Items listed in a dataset

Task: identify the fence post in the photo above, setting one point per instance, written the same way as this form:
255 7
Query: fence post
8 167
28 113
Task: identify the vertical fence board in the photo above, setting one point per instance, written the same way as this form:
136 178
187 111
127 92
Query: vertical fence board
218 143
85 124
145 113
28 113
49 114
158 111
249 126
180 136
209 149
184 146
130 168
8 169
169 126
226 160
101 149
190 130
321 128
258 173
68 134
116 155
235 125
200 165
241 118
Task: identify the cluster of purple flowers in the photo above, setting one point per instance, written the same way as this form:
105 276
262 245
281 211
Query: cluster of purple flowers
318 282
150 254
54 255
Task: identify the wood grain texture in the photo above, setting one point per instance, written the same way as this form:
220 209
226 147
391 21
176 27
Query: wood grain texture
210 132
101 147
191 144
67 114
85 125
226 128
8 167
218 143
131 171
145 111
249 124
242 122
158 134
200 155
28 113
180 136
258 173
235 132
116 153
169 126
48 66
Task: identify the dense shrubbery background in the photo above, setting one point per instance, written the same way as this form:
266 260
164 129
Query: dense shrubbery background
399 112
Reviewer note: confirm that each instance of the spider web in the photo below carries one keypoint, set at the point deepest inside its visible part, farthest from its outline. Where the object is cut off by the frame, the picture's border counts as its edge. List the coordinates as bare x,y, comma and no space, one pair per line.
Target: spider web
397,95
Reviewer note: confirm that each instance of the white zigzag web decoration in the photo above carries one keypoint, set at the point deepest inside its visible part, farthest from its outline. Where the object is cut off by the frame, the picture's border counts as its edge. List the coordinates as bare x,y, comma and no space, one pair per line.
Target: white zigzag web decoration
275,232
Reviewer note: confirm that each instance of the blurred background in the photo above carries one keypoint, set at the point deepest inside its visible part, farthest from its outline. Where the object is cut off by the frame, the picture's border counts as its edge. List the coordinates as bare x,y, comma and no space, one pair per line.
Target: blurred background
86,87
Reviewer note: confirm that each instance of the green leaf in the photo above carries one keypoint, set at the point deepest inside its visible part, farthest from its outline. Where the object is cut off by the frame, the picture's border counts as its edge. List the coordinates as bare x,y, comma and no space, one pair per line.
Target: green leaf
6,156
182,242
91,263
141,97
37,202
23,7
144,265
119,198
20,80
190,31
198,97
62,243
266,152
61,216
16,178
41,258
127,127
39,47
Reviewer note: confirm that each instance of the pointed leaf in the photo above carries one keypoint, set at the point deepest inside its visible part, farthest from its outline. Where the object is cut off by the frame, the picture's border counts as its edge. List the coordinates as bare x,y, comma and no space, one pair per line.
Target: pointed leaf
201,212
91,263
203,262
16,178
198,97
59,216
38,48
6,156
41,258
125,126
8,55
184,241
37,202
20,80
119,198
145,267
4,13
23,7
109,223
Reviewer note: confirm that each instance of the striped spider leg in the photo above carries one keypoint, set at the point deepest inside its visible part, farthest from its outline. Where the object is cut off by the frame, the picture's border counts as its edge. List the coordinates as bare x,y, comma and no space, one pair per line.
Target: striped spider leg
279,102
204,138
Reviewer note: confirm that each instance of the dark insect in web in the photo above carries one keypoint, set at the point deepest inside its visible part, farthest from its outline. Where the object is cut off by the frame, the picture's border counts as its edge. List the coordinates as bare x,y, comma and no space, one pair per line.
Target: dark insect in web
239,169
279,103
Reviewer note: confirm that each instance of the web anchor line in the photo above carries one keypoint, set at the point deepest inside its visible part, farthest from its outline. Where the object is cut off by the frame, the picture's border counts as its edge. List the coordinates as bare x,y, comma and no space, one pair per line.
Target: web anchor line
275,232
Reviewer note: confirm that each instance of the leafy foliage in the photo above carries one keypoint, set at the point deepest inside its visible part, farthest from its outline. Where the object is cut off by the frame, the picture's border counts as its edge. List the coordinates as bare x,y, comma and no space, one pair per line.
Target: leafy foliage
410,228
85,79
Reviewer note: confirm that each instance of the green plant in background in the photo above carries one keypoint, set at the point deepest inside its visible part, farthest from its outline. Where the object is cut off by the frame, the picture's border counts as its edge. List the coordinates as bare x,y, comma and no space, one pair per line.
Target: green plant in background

**WHAT IS EXPECTED:**
Reproduce word for word the stretch of the listing from the line containing "Reviewer note: confirm that each instance of the green plant" through the end of the listing.

**THE SOLUTION:**
Reviewer note: confirm that each instance of the green plant in background in the photo above carries one keypoint, set at the point deepest inside its visible part, farthest from its outline. Where the object is cut off by the frame, the picture's border counts as its edge. List the coordinates as bare x,y, comma and no space, one pair per line.
Target: green plant in background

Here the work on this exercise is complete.